= PROBLEM DESCRIPTION =
Drop all images and give the records again exactly.

#### DATA LISTING

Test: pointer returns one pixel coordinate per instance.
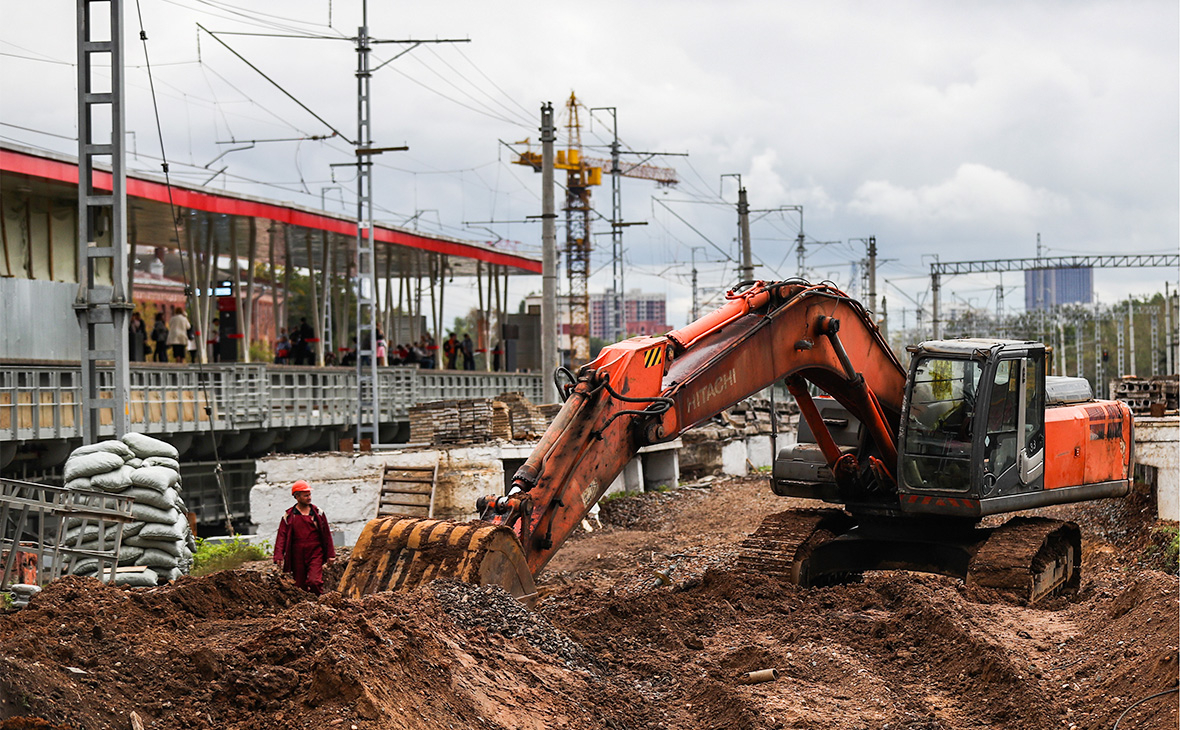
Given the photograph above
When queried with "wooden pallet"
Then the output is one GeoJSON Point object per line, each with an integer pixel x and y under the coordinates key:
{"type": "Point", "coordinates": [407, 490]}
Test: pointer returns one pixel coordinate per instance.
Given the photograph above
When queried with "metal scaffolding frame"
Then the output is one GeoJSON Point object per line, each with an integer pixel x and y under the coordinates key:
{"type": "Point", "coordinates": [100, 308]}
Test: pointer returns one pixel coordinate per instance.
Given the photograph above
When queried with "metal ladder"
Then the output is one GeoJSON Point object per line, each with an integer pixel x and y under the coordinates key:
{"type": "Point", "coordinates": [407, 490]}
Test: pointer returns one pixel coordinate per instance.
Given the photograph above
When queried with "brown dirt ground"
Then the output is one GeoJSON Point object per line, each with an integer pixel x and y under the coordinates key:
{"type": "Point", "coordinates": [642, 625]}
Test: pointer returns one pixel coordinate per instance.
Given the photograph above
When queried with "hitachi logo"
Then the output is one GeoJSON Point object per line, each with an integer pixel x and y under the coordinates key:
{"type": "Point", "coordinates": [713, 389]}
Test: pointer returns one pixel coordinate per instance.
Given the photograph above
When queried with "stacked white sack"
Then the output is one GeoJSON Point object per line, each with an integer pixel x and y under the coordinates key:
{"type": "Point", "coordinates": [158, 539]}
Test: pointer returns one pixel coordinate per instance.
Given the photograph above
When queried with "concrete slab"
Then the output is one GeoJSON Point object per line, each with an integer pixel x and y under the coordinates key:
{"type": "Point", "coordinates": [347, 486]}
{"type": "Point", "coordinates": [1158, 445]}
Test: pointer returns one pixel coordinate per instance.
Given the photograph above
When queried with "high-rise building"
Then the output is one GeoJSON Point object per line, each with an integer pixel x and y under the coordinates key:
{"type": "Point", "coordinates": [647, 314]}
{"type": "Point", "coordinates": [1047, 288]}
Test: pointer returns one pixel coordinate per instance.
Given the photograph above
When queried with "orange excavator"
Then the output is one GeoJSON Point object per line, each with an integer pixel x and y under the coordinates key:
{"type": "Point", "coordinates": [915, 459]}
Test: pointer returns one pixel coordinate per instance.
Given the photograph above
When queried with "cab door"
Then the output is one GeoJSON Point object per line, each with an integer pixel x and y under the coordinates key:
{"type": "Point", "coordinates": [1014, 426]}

########

= OUTPUT FOR THIS TASK =
Test: pointer returns one pixel coordinate per instance.
Given the photograph above
When queried with "wooden pallet"
Then the output is one GeoJSON Point object per line, each with an integer pixel x and y under the coordinates key:
{"type": "Point", "coordinates": [407, 490]}
Test: pointer returns one pixel coordinate per instance.
Given the photograph above
When queried with "metal scaffolding frame"
Then the output is one GeoJSON Point object per line, each with an integer pixel x and y under the coordinates key:
{"type": "Point", "coordinates": [100, 308]}
Test: pointer returns one pixel coordinate per instance.
Given the photograph above
When queried with "metal ladder"
Then the output is one GeoJSON Point object per line, each with an integer pixel x and y under the coordinates key:
{"type": "Point", "coordinates": [407, 490]}
Test: pointer returns one pixel coordinate per instance.
Given the photograph above
When queried with "brown dirt ground"
Then the output is one GeoJSON Point object per line, each with an integer pixel x and y under the coordinates key:
{"type": "Point", "coordinates": [642, 625]}
Test: pointer returns one pixel coordinate per instance.
Given the photograph above
When queried with "hitachi logo"
Then the output is one GeoJSON Point object per line, each with an integer pixel x and y under the coordinates key:
{"type": "Point", "coordinates": [713, 389]}
Test: pointer returns one pixel coordinate per instance.
Given the photograph above
When queried with "stacked white sack"
Then the output is one GeoJSON Point object per line, each with an integer pixel x and y under the coordinates key:
{"type": "Point", "coordinates": [158, 539]}
Test: pointer returns one pixel coordinate per instance.
Given the photograph above
When queried with "concrete slab"
Then the output is one GeoJSON Point object per line, each with an integer pixel x and y under the coordinates key:
{"type": "Point", "coordinates": [347, 486]}
{"type": "Point", "coordinates": [1158, 445]}
Test: pointer returns one pixel coordinate per instance.
Given the photograph above
When queried with "high-rise building"
Then the output is one GeoJSON Point object per line, each with an integer pixel x and y under the coordinates key:
{"type": "Point", "coordinates": [647, 314]}
{"type": "Point", "coordinates": [1047, 288]}
Test: pointer returns one pixel coordinate per instance.
Given the photograph above
When queried with "orange excavator"
Then the output is one GeoJSON Point object per line, each with an integer pixel x and y under the coordinates key:
{"type": "Point", "coordinates": [915, 459]}
Test: pointer returns one pixel coordinate per instance.
Given the photograph above
When queried with "cab door"
Then the output is one GeoJSON Point object per line, each with an integer pixel x and y under the coordinates key:
{"type": "Point", "coordinates": [1014, 426]}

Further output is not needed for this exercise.